*What you will do:* Reproduce the book review word for word, starting at "In Virtue and" and ending at "and psychological experiences.".

In Virtue and Reason in Plato and Aristotle, A. W. Price offers a comprehensive examination of the ethical and moral psychological views of antiquity's two most celebrated philosophers. Price's goal is to paint a general picture of the moral and psychological framework within which Plato and Aristotle place human action, while doing justice to all the persistently challenging details that continue to engage scholars of ancient philosophy. The result is a renewed appreciation of the insightfulness of Plato and Aristotle's moral ideas, and of the closeness they often exhibit to our common moral and psychological experiences.
The book is divided into four parts, each discussing a central concept in Plato and Aristotle's ethics and moral psychology: eudaimonia, virtue, practical reasoning, and acrasia. Part One begins with a discussion of eudaimonia in the Platonic works, focusing on its function as the overarching goal that all actions aim at. Price's general description of eudaimonia identifies it with "doing well." This should not be understood merely as having one's life going the way one wishes, but as acting in a fitting and proper way. Everything, from material possessions to psychic attributes, is supposed to facilitate doing well and gains its value and desirability with reference to the way in which it contributes to acting well. Following this general description, Price places eudaimonia within the framework of practical reasoning and the theory of action. As he notes, the goal of acting well is not itself a reason for action, but rather a universal filter upon reasons.
Such a universal goal has to be abstract, to some extent, or else it would be substituted for by its more determinate equivalent. At the same time, though, it has to be determinable if it is to be active at all. The important question then becomes how this end can become more determinate, under different circumstances. With respect to this question, Price notes a difference between the "Socratic" works of Plato and the Republic. In the former, we find no definite answer regarding the way in which the ultimate goal of action can be specified and pursued (with the exception of Protagoras' hedonist calculus, which Price thinks does not express a view Socrates would endorse). In the Republic, on the other hand, Plato offers an account both of the necessary condition for being able to specify the abstract goal of eudaimonia (gaining access to the Form of the Good, which can guide one in every circumstance), and of the way in which the condition can be met (through the rigorous intellectual training of the city guardians). In addition, the Republic offers an objective measurement of what it means to be acting well, with reference to the internal harmony of the soul's parts.

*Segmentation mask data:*

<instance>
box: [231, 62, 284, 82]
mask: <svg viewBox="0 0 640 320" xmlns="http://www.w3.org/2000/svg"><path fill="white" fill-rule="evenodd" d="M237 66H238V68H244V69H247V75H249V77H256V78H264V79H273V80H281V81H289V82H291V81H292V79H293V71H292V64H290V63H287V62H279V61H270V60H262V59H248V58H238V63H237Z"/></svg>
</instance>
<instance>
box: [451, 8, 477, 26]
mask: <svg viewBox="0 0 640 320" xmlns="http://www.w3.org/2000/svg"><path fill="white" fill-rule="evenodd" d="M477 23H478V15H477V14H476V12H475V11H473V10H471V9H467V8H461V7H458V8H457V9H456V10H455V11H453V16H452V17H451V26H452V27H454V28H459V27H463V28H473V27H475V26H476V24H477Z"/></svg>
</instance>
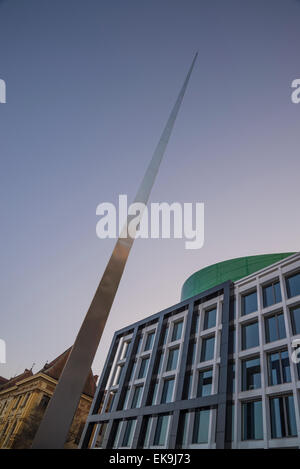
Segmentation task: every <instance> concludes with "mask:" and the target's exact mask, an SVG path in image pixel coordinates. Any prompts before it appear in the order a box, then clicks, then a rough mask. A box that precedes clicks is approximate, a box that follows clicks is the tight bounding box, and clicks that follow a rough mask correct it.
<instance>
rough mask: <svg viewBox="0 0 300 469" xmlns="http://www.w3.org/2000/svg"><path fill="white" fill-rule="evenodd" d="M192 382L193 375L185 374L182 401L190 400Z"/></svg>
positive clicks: (191, 374) (191, 394) (191, 393)
mask: <svg viewBox="0 0 300 469" xmlns="http://www.w3.org/2000/svg"><path fill="white" fill-rule="evenodd" d="M192 382H193V374H192V373H186V375H185V379H184V387H183V399H190V398H191V397H192Z"/></svg>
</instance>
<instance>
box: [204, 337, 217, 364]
mask: <svg viewBox="0 0 300 469" xmlns="http://www.w3.org/2000/svg"><path fill="white" fill-rule="evenodd" d="M214 350H215V337H214V336H213V337H209V338H208V339H204V340H203V342H202V350H201V361H202V362H205V361H207V360H212V359H213V358H214Z"/></svg>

*Output of the task:*
In Virtue and Reason in Plato and Aristotle, A. W. Price offers a comprehensive examination of the ethical and moral psychological views of antiquity's two most celebrated philosophers. Price's goal is to paint a general picture of the moral and psychological framework within which Plato and Aristotle place human action, while doing justice to all the persistently challenging details that continue to engage scholars of ancient philosophy. The result is a renewed appreciation of the insightfulness of Plato and Aristotle's moral ideas, and of the closeness they often exhibit to our common moral and psychological experiences.